## [THE RECORDS]
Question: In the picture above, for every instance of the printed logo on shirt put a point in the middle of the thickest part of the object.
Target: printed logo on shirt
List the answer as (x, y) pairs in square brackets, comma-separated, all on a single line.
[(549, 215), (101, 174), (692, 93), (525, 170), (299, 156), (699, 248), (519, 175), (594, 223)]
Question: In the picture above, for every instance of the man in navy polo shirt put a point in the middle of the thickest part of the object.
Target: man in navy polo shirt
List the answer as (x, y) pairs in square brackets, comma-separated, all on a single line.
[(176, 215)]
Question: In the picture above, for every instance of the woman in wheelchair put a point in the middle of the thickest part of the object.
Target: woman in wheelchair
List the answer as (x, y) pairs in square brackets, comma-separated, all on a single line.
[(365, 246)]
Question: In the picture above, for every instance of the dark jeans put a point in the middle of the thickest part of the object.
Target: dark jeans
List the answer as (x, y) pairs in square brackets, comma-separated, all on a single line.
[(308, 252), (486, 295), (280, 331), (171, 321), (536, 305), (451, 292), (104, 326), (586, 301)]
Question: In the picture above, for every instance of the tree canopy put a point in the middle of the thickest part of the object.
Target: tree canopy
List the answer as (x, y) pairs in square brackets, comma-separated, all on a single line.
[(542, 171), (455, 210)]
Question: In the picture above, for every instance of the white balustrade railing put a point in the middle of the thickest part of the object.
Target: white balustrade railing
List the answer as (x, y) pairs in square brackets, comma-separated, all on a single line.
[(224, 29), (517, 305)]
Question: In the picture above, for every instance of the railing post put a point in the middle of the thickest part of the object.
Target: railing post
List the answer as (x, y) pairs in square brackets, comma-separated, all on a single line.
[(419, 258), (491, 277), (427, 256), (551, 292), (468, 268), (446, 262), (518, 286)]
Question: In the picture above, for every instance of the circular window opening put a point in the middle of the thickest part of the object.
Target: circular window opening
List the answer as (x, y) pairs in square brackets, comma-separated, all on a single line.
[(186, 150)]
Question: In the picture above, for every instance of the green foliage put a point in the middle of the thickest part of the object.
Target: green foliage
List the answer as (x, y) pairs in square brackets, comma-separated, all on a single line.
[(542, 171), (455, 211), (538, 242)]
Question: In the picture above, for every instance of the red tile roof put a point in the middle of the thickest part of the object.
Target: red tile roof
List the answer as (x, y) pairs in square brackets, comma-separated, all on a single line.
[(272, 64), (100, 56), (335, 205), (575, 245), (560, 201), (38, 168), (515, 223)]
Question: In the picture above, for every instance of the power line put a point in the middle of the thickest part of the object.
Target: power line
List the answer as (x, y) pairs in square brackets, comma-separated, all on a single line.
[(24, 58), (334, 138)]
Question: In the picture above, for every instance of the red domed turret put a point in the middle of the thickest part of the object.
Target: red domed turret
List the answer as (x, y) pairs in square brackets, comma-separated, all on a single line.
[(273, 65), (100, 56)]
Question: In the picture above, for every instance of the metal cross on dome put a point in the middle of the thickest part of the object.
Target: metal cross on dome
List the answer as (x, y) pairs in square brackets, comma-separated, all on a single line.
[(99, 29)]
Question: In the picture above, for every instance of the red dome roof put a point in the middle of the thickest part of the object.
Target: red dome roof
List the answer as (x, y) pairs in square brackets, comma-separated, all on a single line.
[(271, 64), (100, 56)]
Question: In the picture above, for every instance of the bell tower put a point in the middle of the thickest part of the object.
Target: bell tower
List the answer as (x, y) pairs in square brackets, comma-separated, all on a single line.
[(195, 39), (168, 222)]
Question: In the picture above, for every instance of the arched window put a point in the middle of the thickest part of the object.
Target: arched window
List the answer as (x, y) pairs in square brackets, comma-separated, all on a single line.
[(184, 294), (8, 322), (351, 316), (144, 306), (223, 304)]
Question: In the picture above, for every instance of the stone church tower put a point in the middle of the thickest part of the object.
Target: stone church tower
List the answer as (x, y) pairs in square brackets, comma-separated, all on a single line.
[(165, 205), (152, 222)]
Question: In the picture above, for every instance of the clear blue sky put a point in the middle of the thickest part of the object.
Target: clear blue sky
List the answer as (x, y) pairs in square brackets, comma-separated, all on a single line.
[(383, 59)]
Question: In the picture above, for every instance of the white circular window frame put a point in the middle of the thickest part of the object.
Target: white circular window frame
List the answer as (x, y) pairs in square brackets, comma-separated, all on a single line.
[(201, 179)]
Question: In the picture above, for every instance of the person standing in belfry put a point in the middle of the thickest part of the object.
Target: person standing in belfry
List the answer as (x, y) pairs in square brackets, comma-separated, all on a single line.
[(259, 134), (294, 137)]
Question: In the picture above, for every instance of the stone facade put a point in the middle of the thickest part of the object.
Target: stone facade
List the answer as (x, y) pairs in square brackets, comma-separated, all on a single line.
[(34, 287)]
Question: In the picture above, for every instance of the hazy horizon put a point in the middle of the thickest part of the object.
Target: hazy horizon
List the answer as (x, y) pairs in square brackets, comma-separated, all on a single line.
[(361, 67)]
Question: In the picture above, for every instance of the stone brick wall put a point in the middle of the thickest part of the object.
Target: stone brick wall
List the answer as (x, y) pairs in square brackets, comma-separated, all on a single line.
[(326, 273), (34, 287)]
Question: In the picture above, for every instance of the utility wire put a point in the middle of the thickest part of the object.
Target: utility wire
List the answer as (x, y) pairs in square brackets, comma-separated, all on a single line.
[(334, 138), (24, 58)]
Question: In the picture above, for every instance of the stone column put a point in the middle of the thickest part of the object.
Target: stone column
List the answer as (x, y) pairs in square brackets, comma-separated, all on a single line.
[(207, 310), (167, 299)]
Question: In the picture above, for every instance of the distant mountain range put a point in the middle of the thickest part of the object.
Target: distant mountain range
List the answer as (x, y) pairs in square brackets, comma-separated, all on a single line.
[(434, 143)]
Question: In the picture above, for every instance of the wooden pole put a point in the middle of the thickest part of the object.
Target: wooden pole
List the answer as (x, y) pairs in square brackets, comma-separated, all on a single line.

## [EXERCISE GOAL]
Rewrite the records above as a JSON list of strings, one string per line and no strings for blank lines.

## [FULL RESPONSE]
[
  "Question: In the picture above, for every instance of the printed logo on shirt put a point in the middle of the thickest part of the object.",
  "Target: printed logo on shirt",
  "List the answer as (x, y) pairs in square brackets, comma-separated, all on a single line.",
  "[(549, 215), (101, 174), (692, 93), (525, 170), (299, 156), (699, 248), (519, 175), (594, 223)]",
  "Question: In the picture above, for every instance of the man in navy polo shirt put a point in the middle of the thickest part of the object.",
  "Target: man in navy polo shirt",
  "List the answer as (x, y) pairs in square brackets, comma-separated, all on a single line.",
  "[(176, 215)]",
  "Question: In the picture above, for every instance of the woman in wheelchair put a point in the middle of the thickest part of the object.",
  "Target: woman in wheelchair",
  "List the answer as (x, y) pairs in square brackets, comma-separated, all on a single line.",
  "[(365, 246)]",
  "Question: In the picture above, for every instance of the dark jeans put a point in the middle of the thickest part of the object.",
  "Target: dark jeans",
  "List the answer as (x, y) pairs in square brackets, comma-separated, all on a single line.",
  "[(308, 252), (486, 295), (280, 331), (171, 321), (536, 305), (451, 292), (104, 326), (586, 301)]",
  "Question: In the picture above, for every instance of the tree canopy put a point in the middle of the thickest part of the object.",
  "Target: tree canopy",
  "List the answer as (x, y) pairs in square brackets, comma-separated, all on a single line.",
  "[(542, 171), (455, 210)]",
  "Question: In the picture above, for every instance of the white balustrade railing put a point in the middle of the thickest part of the object.",
  "Target: white balustrade railing",
  "List the answer as (x, y) pairs in square brackets, comma-separated, all on a single line.",
  "[(224, 29), (517, 305)]",
  "Question: In the picture above, for every instance of the railing post put a point in the middle of the thickest part of the object.",
  "Target: railing post",
  "List the answer as (x, y) pairs in square brackets, comma-separated, all on a single line.",
  "[(419, 258), (491, 277), (427, 256), (551, 292), (468, 268), (446, 262), (518, 286)]",
  "Question: In the picture above, for every instance of the circular window opening put a point in the middle of the thickest part of the object.",
  "Target: circular window opening",
  "List the answer as (x, y) pairs in square brackets, comma-separated, all on a single line.",
  "[(186, 150)]",
  "Question: In the picture above, for every instance of the green foliage put a point in the middle of the thickest part of the object.",
  "Target: green foliage",
  "List the answer as (x, y) pairs in square brackets, comma-separated, all on a single line.",
  "[(542, 171), (455, 211), (538, 242)]",
  "Question: In the picture above, for every instance of the red tile roof put a point in the middle of the thickest part of the object.",
  "Target: red tile roof",
  "List the answer as (x, y) pairs in square brackets, comma-separated, all on a single line.",
  "[(272, 64), (100, 56), (335, 205), (575, 245), (560, 201), (38, 168), (515, 223)]",
  "Question: In the picture above, for every instance of the power line put a point in the middle of the thickest part of the object.",
  "Target: power line",
  "List the answer as (x, y) pairs in square brackets, comma-separated, all on a single line.",
  "[(24, 58), (334, 138)]",
  "Question: In the picture above, for every instance of the red domed turret put a point in the middle of the thickest part of the object.",
  "Target: red domed turret",
  "List the answer as (x, y) pairs in square brackets, comma-separated, all on a single line.",
  "[(273, 65), (100, 56)]",
  "Question: In the picture above, for every instance of the metal cross on dome put a point in the middle of the thickest part of the object.",
  "Target: metal cross on dome",
  "List the answer as (x, y) pairs in square brackets, comma-separated, all on a single line.",
  "[(99, 29)]",
  "Question: In the picture above, for every instance of the red dome roof put a point in the middle of the thickest part of the object.",
  "Target: red dome roof",
  "List the answer as (x, y) pairs in square brackets, comma-separated, all on a single line.",
  "[(271, 64), (100, 56)]",
  "Question: In the picture above, for every instance of the bell tower put a point in the middle of the thickest part of the object.",
  "Target: bell tower",
  "List the answer as (x, y) pairs in square brackets, comma-separated, all on a single line.",
  "[(195, 39), (168, 222)]",
  "Question: In the picture above, for every instance of the arched window put a point in the middle of the thickest part of the object.",
  "Target: arched window",
  "List the answer as (x, y) pairs in square brackets, comma-separated, all on a single line.",
  "[(184, 294), (8, 322), (351, 316), (144, 306), (223, 304)]",
  "Question: In the picture above, for every instance of the stone church tower put a point in the middle of the thickest part of the object.",
  "Target: stone church tower",
  "List the answer as (x, y) pairs in square brackets, comma-separated, all on a single line.",
  "[(165, 205), (152, 222)]",
  "Question: In the picture above, for every instance of the clear blue sky put a point in the middle of the thickest part of the object.",
  "Target: clear blue sky",
  "List the answer as (x, y) pairs in square brackets, comma-separated, all on a single line.",
  "[(383, 59)]",
  "Question: In the picture above, for every instance of the white circular window frame put a point in the middle of the thickest part of the object.",
  "Target: white circular window frame",
  "List the answer as (x, y) pairs in square brackets, comma-separated, all on a single line.",
  "[(201, 179)]",
  "Question: In the picture above, for every instance of the person standing in belfry put a point in the middle of the thickest part of the object.",
  "Target: person standing in belfry",
  "List the answer as (x, y) pairs in square brackets, comma-separated, all on a single line.",
  "[(259, 134), (294, 137)]",
  "Question: In the picture above, for every instance of the stone facade put a point in the middle of the thickest part of the object.",
  "Target: stone facade",
  "List the answer as (x, y) pairs in square brackets, comma-separated, all on a single line.",
  "[(34, 287)]",
  "Question: In the picture above, for every instance of the hazy horizon put a point in the middle of the thickest part of the object.",
  "Target: hazy horizon",
  "List the answer as (x, y) pairs in square brackets, comma-separated, all on a single line.",
  "[(361, 67)]",
  "Question: In the picture above, for every instance of the stone brick wall put a point in the middle of the thickest part of the object.",
  "Target: stone brick wall",
  "List the answer as (x, y) pairs in square brackets, comma-separated, all on a single line.",
  "[(326, 273), (34, 287)]",
  "Question: In the picture above, for every instance of the utility wire put a point in the middle of the thickest part of the object.",
  "Target: utility wire",
  "List the answer as (x, y) pairs in square brackets, comma-separated, all on a single line.",
  "[(334, 138), (24, 58)]",
  "Question: In the picture above, for every instance of the stone column put a point in the middle of the thickest part of the object.",
  "Target: stone column",
  "List the answer as (x, y) pairs in square brackets, comma-separated, all on a single line.",
  "[(207, 310), (167, 299)]",
  "Question: In the picture above, for every instance of the distant mountain range put a point in the middle of the thickest part of the object.",
  "Target: distant mountain range",
  "List the answer as (x, y) pairs in square brackets, comma-separated, all on a single line.",
  "[(434, 143)]",
  "Question: In the picture above, for every instance of the wooden pole put a point in the middle of the thickest part of the object.",
  "Target: wooden pole",
  "List the answer as (x, y) pairs in square brackets, comma-separated, all on a single line."
]